Your tasks
1. In the text on the UCSC Genome Browser, what is the BLAT tool used for?
2. Pick up the text on the UCSC Genome Browser after its last line and continue writing it.

Text for analysis

◇ ◇ ◇ ◇ ◇ ◇ ◇

Bioinformatics
UCSC GENOME BROWSER
Introduction:
The University of California Santa Cruz (UCSC) Genome Browser (genome.ucsc.edu) is a popular Web-based tool for quickly displaying a requested portion of a genome at any scale, accompanied by a series of aligned annotation “tracks”.
• Uses
The annotations—generated by the UCSC Genome Bioinformatics Group and external collaborators—display gene predictions, mRNA and expressed sequence tag alignments, simple nucleotide polymorphisms, expression and regulatory data, phenotype and variation data, and pairwise and multiple-species comparative genomics data. All information relevant to a region is presented in one window, facilitating biological analysis and interpretation.
Tools of UCSC genome browser include:
• Genome Browser—graphical view of genes, gene structure, and annotation tracks.
• BLAT—aligning DNA sequence with a reference genomic assembly.
• Custom Tracks—displaying your data in conjunction with existing browser data.

◇ ◇ ◇ ◇ ◇ ◇ ◇

Information shown
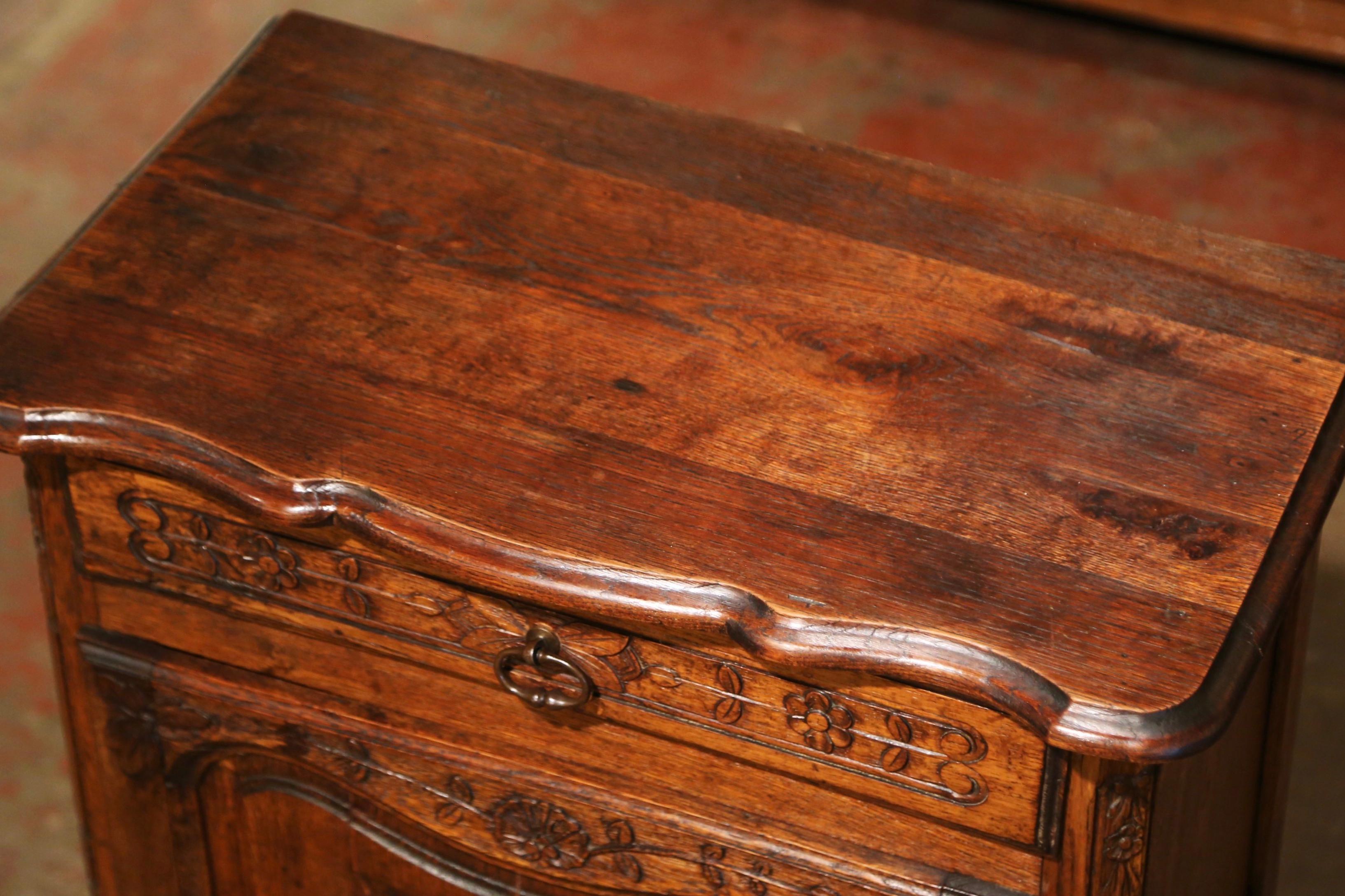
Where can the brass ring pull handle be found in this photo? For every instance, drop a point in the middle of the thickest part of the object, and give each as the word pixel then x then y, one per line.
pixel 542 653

◇ ◇ ◇ ◇ ◇ ◇ ◇

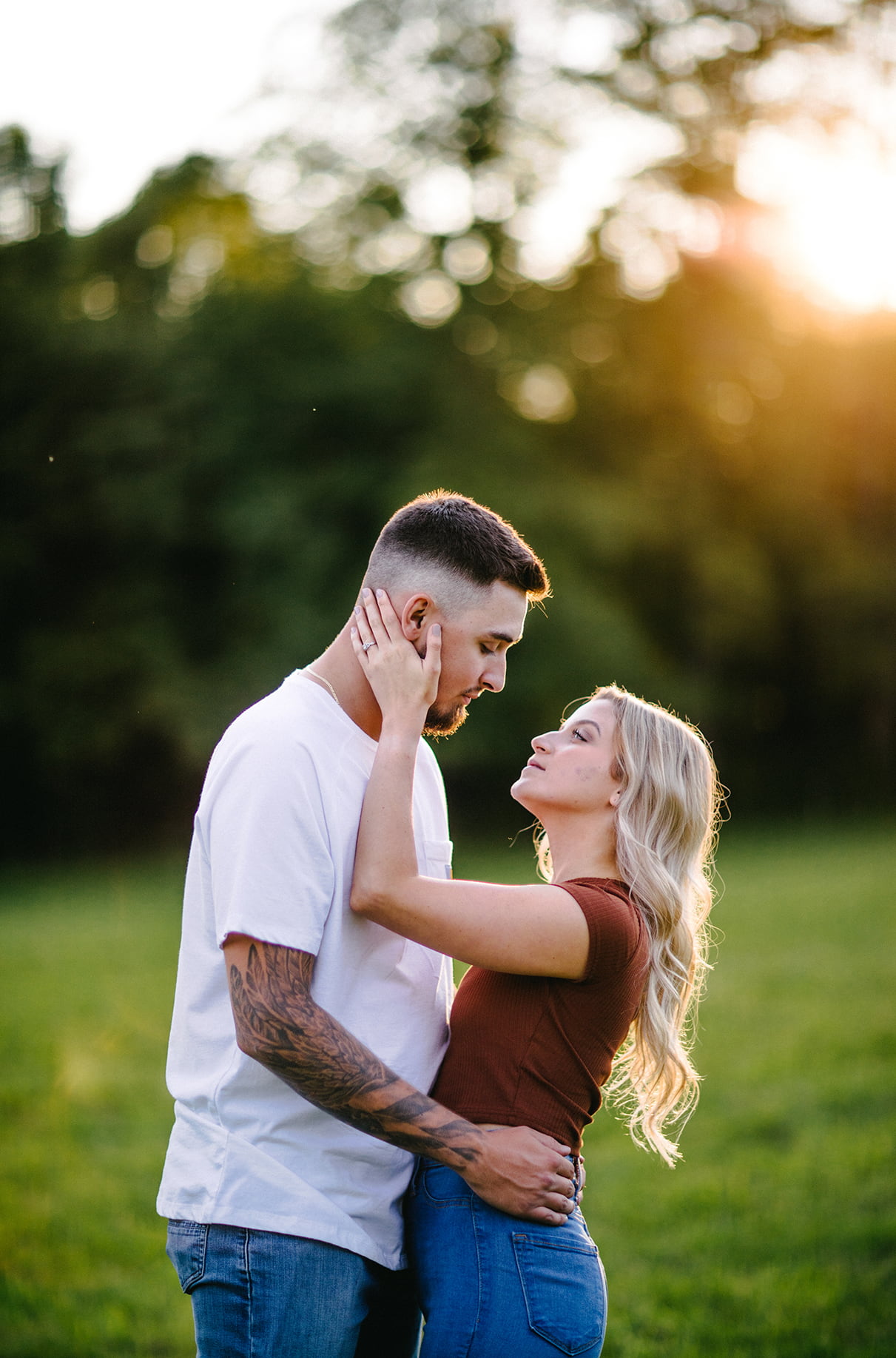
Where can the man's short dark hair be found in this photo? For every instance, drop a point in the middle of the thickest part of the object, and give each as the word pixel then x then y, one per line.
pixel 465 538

◇ ◇ ◇ ◇ ◇ ◇ ◇

Responses
1. BLAT aligns DNA sequence with a reference genomic assembly.

2.
• Table Browser—bulk data manipulation and downloads, intersections and joins between data sets.
• Session—sharing your data with others.
• PCR—getting DNA bracketed by a pair of primers.
NCBI:
• NCBI is the abbreviation of National Center Of Biotechnology Information.
Established in 1988 as a national resource for molecular biology information, NCBI creates public databases, conducts research in computational biology, develops software tools for analyzing genome data, and disseminates biomedical information.
1. Entrez
Entrez is the search and retrieval tool for all of NCBI. It is French for enter. Entrez allows you to search all of the NCBI databases, including PubMed, nucleotide, protein, structure, etc.
2. NCBI Gene
Gene as the center (loci) of NCBI databases Links to each key NCBI resource.
3. GenBank (NCBI Data Model)
GenBank is the NIH genetic sequence database, an annotated collection of all publicly available DNA sequences.
4. BLAST
BLAST (Basic Local Alignment Search Tool) is a set of similarity search programs, designed to explore all of the available sequence databases regardless of whether the query is protein or DNA (or soon RNA).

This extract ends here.